_EXERCISE PROMPT_. Show every line of the records below that contains the string "left".

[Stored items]
— start —
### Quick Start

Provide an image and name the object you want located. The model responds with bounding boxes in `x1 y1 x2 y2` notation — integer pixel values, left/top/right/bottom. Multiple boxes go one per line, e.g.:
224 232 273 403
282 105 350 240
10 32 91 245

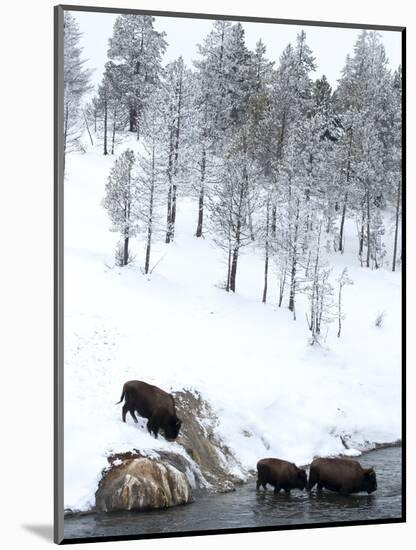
— end —
_PROBLEM SOLUTION_.
Provide an image and name the object you want located. The model responds with bounding boxes in `x1 y1 x2 y2` notation — integer pixel values, left/top/right/bottom. Multiple boxes go one per line, e.g.:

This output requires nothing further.